======== PAGE

L’accession de Donald Trump à la présidence des États-Unis en 2016 a marqué une rupture profonde avec les principes qui structuraient l’ordre international depuis la fin de la Seconde Guerre mondiale. Là où ses prédécesseurs cherchaient à stabiliser un système fondé sur la coopération et le multilatéralisme, il a privilégié une approche transactionnelle et souverainiste, redonnant une place centrale à l’État-nation comme seul acteur légitime des relations internationales.
Cette vision, qui évoque le modèle westphalien de 1648, repose sur un principe fondamental : chaque nation est souveraine sur son territoire et ne doit pas interférer dans les affaires des autres. Ce retour à une lecture réaliste du monde, où la puissance prime sur le droit, s’est traduit par des décisions fortes : retrait d’accords internationaux, mépris pour les organisations supranationales et acceptation tacite des rapports de force régionaux.
Mais si cette posture a pu séduire certains tenants du souverainisme, elle a aussi créé des zones d’incertitude stratégique, notamment en Europe et en Asie. L’Ukraine a été le premier laboratoire de cette approche. Taïwan pourrait en être la prochaine victime.

================
======== EXTRAITS DE DONNÉES

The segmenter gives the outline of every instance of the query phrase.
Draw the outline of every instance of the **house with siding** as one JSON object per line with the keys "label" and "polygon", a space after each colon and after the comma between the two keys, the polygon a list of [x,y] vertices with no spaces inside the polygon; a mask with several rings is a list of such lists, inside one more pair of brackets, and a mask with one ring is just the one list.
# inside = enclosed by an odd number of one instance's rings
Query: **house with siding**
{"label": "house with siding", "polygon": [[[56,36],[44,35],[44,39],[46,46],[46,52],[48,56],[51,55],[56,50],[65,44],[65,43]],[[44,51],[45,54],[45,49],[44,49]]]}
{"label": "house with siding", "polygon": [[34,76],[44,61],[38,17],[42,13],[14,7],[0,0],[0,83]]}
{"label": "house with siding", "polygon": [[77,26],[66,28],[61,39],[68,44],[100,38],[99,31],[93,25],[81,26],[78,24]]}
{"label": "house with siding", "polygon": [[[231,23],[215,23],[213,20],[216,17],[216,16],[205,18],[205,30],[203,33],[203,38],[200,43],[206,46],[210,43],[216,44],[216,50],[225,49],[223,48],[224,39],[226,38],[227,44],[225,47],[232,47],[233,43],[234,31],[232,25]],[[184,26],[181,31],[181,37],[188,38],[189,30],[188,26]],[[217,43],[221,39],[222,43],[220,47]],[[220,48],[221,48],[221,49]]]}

================

§ TRAVAIL DEMANDÉ:
• a. Traduisez en anglais la phrase suivante, tirée du texte sur la politique étrangère de Donald Trump : « L’Ukraine a été le premier laboratoire de cette approche. »
• b. Rédigez la suite du texte sur la politique étrangère de Donald Trump, en partant de sa dernière phrase.

§ RÉSULTATS:
• a. Ukraine was the first testing ground for this approach.

• b.
Les principes qui ont guidé la politique étrangère de Trump rappellent ceux formulés par les traités de Westphalie, qui mirent fin aux guerres de religion en instaurant la souveraineté des États sur leur territoire. À l’image des monarques du XVIIe siècle, Trump conçoit la diplomatie comme une série de négociations directes entre souverains, sans intervention d’entités supranationales.
Dès son arrivée au pouvoir, il a pris des mesures traduisant cette rupture avec l’ordre multilatéral. Il a remis en cause les alliances traditionnelles en s’interrogeant sur le financement américain de l’OTAN, en retirant les Etats-Unis des traités commerciaux internationaux, et même en dégradant les relations avec l’Union européenne.
Il privilégie, désormais, les négociations bilatérales : dialogue direct avec Kim Jong-un, négociation économique avec Pékin hors du cadre de l’OMC, accords isolés avec certains pays du Golfe.
Il a désengagé les Etats-Unis des conflits jugés non prioritaires : réduction des engagements américains en Syrie, Afghanistan et Irak.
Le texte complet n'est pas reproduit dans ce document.